- **Extract provided**:
□ □ □ □ □ □ □
Mar 25, 2022

Editorial Letter: Regulations Deluge

This editorial letter was originally featured in WWD March 2022 issue as "Regulations Deluge"

Bob Crossen
Bob Crossen, Senior Managing Editor

We are now three months into 2022, and it is around this time that we begin to look toward Water Week in Washington for updates on regulations, legislation and any other federal policies that would impact the industry at large.

In my eyes, there are four core items to keep in mind as we head into the second quarter of 2022: Lead & Copper Rule Revisions guidance, the newly announced U.S. EPA Industrial Control Systems Cybersecurity Initiative – Water and Wastewater Sector Action Plan, updates on appropriations for the Bipartisan Infrastructure Law funding, and inevitable PFAS regulations. In this issue, we share some resources on LCRR as well as a press release on the ICS Cybersecurity Initiative for the water sector and a column on PFAS MCLs in Pennsylvania.
□ □ □ □ □ □ □
- **Listed entries**:
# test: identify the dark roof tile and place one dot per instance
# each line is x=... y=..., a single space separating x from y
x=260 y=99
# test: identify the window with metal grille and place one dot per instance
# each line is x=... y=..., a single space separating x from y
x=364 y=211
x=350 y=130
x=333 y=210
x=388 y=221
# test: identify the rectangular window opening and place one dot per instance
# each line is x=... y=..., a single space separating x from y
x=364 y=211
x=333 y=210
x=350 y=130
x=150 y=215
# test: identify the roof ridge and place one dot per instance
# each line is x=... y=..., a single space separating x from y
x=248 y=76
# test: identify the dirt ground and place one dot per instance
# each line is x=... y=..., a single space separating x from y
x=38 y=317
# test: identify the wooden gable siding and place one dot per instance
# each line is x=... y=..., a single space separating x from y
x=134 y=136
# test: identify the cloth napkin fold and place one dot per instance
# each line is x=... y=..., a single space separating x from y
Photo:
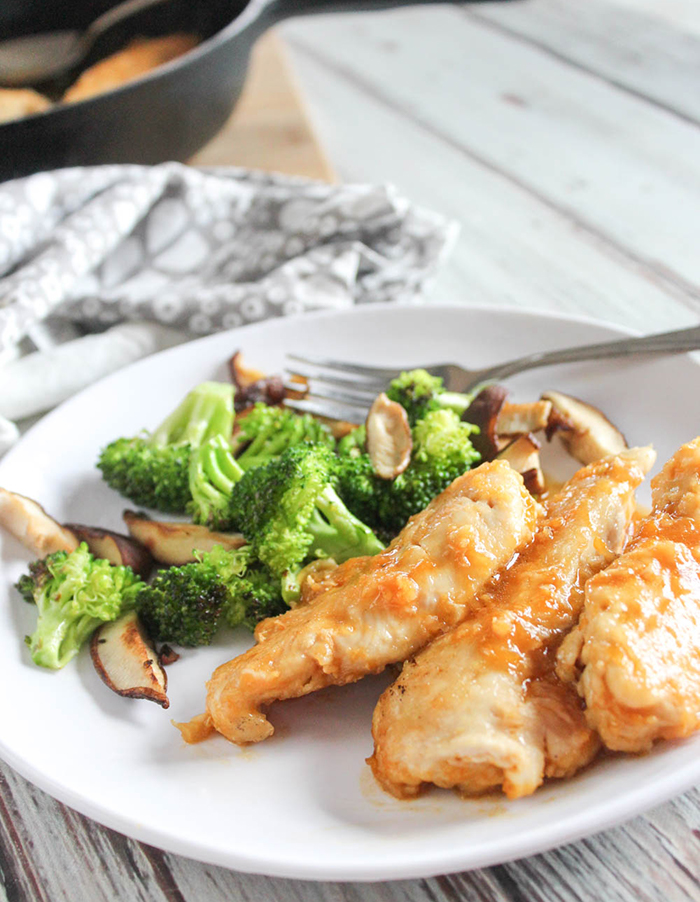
x=102 y=265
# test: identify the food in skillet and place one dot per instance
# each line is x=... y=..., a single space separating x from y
x=381 y=608
x=136 y=59
x=479 y=708
x=635 y=655
x=139 y=57
x=15 y=103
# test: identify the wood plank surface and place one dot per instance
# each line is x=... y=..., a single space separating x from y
x=610 y=161
x=270 y=128
x=652 y=59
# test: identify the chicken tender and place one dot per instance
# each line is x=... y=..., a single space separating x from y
x=380 y=609
x=481 y=707
x=635 y=655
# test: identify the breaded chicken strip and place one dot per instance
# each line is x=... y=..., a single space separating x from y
x=635 y=655
x=382 y=608
x=481 y=707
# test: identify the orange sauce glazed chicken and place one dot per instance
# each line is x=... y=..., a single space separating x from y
x=482 y=707
x=635 y=655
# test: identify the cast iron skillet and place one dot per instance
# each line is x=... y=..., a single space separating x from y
x=169 y=113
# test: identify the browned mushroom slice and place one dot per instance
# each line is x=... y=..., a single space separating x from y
x=253 y=385
x=587 y=434
x=127 y=662
x=389 y=441
x=175 y=543
x=114 y=547
x=32 y=526
x=483 y=412
x=518 y=419
x=523 y=454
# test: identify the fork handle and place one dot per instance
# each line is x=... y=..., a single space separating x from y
x=679 y=340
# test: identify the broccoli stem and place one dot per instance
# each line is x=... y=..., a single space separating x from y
x=205 y=412
x=268 y=443
x=338 y=533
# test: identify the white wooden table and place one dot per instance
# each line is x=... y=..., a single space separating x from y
x=564 y=137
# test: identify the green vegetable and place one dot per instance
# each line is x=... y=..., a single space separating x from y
x=420 y=393
x=74 y=593
x=289 y=511
x=266 y=432
x=213 y=472
x=442 y=451
x=153 y=470
x=188 y=605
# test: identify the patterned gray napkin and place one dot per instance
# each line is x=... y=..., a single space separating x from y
x=176 y=252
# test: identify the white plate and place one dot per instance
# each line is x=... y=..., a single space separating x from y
x=304 y=803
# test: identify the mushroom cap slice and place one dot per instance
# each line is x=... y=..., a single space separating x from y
x=518 y=419
x=126 y=660
x=523 y=454
x=587 y=434
x=28 y=522
x=174 y=543
x=389 y=441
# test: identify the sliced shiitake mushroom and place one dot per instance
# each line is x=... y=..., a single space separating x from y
x=32 y=526
x=253 y=385
x=518 y=419
x=523 y=454
x=174 y=543
x=587 y=434
x=127 y=662
x=389 y=441
x=484 y=412
x=114 y=547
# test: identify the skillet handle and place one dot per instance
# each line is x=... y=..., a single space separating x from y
x=277 y=10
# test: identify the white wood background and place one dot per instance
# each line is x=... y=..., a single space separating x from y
x=564 y=137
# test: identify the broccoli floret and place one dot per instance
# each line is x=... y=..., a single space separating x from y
x=188 y=605
x=74 y=593
x=442 y=451
x=267 y=431
x=289 y=511
x=255 y=593
x=353 y=444
x=153 y=469
x=213 y=472
x=419 y=393
x=185 y=605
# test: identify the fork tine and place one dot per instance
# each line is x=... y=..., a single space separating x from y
x=384 y=374
x=331 y=409
x=359 y=383
x=333 y=392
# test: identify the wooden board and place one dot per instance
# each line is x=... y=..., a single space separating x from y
x=270 y=128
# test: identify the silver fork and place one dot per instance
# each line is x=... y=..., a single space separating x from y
x=345 y=391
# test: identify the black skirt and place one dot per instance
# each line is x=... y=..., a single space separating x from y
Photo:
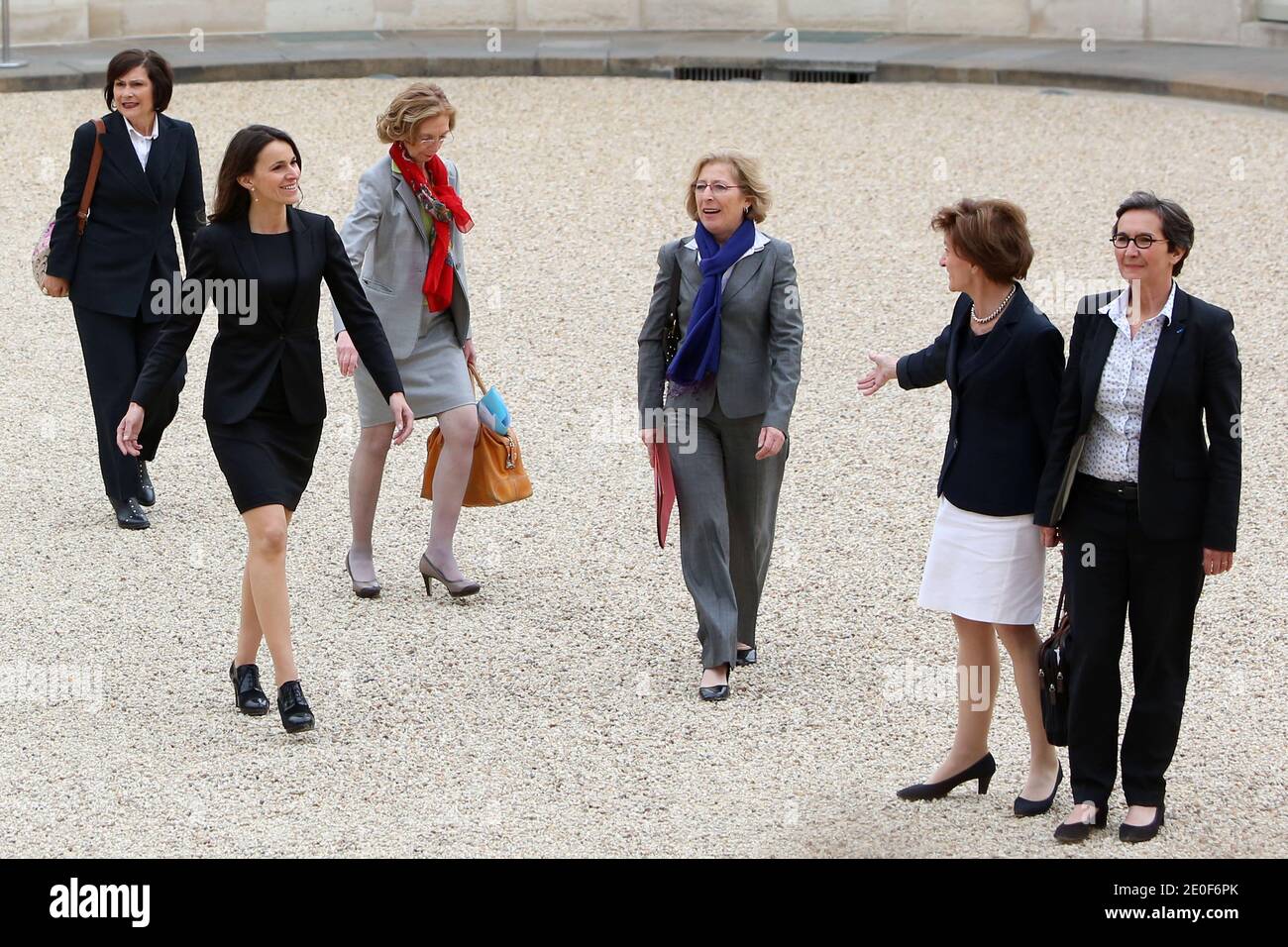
□ □ □ □ □ □ □
- **To do**:
[a] Copy out the stretch of the editorial letter from "In my eyes, there" through "MCLs in Pennsylvania.", swapping "second quarter" for "third quarter".
[b] Summarize the editorial letter on water regulations in two sentences.
[c] Write the next part of the editorial letter on water regulations, starting after its final sentence.
The records have no connection to the editorial letter.

- **Results for each task**:
[a]
In my eyes, there are four core items to keep in mind as we head into the third quarter of 2022: Lead & Copper Rule Revisions guidance, the newly announced U.S. EPA Industrial Control Systems Cybersecurity Initiative – Water and Wastewater Sector Action Plan, updates on appropriations for the Bipartisan Infrastructure Law funding, and inevitable PFAS regulations. In this issue, we share some resources on LCRR as well as a press release on the ICS Cybersecurity Initiative for the water sector and a column on PFAS MCLs in Pennsylvania.

[b] Three months into 2022, the industry looks to Water Week in Washington for updates on regulations, legislation and federal policies, and the editor names four core items for the second quarter: Lead & Copper Rule Revisions guidance, the U.S. EPA Industrial Control Systems Cybersecurity Initiative action plan for water and wastewater, appropriations updates for Bipartisan Infrastructure Law funding, and PFAS regulations. The issue offers resources on LCRR, a press release on the cybersecurity initiative and a column on PFAS MCLs in Pennsylvania.

[c]
But this is not the end of WWD’s coverage of these issues. Throughout the first quarter of the year, we have published articles and exclusive video interviews with industry leaders on the topics above. In February, we published a video interview with Greg Baird from BlueConduit on LCRR lead service line replacement and in March we published two videos on PFAS regulations updates, treatment and mitigation strategies. Access all of these interviews and more at bit.ly/wwdweeklydigest.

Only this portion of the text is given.